++++ PAGE EXCERPT

I’d also search under the root CMakeFiles/. CMake stores its detected compiler information there.

The best way might be to write a toolchain file to skip some of CMake’s builtin information extraction that seems to be getting confused here.

OK, according from the log this originates from the C compiler characteristics determination, it is in the C compiler ABI determination:

3.20.4/CMakeCCompiler.cmake

contains

set(CMAKE_C_IMPLICIT_LINK_DIRECTORIES “/usr/lib64/gcc/x86_64-suse-linux/7;/usr/lib64;/lib64;/usr/x86_64-suse-linux/lib”)

Can I just set this manually for the project as I know that the link stage always works without it? (Indeed setting to the empty string works on this machine) But is there a general and portable solution which will not break the build on other setups?

Hmm. Why is the Fortran compiler explicitly adding it then? That sounds weird to me…

Could it be the BLAS or LAPACK libraries adding it?

grep -d skip CMAKE_C_IMPLICIT_LINK_DIRECTORIES /usr/share/cmake//
/usr/share/cmake/Modules/CMakeCCompiler.cmake.in:set(CMAKE_C_IMPLICIT_LINK_DIRECTORIES “@CMAKE_C_IMPLICIT_LINK_DIRECTORIES@”)
/usr/share/cmake/Modules/FindBLAS.cmake: list(APPEND _extaddlibdir “${CMAKE_C_IMPLICIT_LINK_DIRECTORIES}”)
/usr/share/cmake/Modules/FindLAPACK.cmake: list(APPEND _extaddlibdir “${CMAKE_C_IMPLICIT_LINK_DIRECTORIES}”)

If they live there, yes, CMake might add them? Though CMake vastly prefers full paths for libraries when possible.

I do call FindLAPACK, so that’s what must be dragging it in. It’s not obvious to me why anyone would think it necessary to include the C implicit directory when linking against LAPACK when the original and current LAPACK would have to be compiles from Fortran. (Yes, there is such a thing as clapack but that is not what is being found or used here).

I think I must consider this a bug in FindLAPACK.

@brad.king Any insight?

For reference, CMake detects CMAKE_<LANG>_IMPLICIT_LINK_DIRECTORIES for each enabled language, and when the compiler for <LANG> is used to drive linking, those directories are filtered out to avoid generating explicit -L flags for them.

Normally we don’t expect find modules to search in CMAKE_<LANG>_IMPLICIT_LINK_DIRECTORIES. If it is expected that a library comes with the toolchain, then find modules can use IMPORTED_LIBNAME instead of finding the actual file on disk.

It looks like explicit searching of implicit link directories was added by CMake commit d5f691be0b to help find one of the dependencies of Intel MKL. I’d welcome an update to the BLAS/LAPACK modules to avoid that.

++++++++

WHAT IS REQUIRED:
Set down the passage of the CMake forum thread word for word, starting with "3.20.4/CMakeCCompiler.cmake" and going on through "on other setups?". The material after this point comes from a separate source.

++++ DATASET EXTRACT

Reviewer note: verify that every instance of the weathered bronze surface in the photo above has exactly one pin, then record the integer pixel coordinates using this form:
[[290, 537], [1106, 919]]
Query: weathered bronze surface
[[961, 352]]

++++++++

FINAL RESULT:
3.20.4/CMakeCCompiler.cmake

contains

set(CMAKE_C_IMPLICIT_LINK_DIRECTORIES “/usr/lib64/gcc/x86_64-suse-linux/7;/usr/lib64;/lib64;/usr/x86_64-suse-linux/lib”)

Can I just set this manually for the project as I know that the link stage always works without it? (Indeed setting to the empty string works on this machine) But is there a general and portable solution which will not break the build on other setups?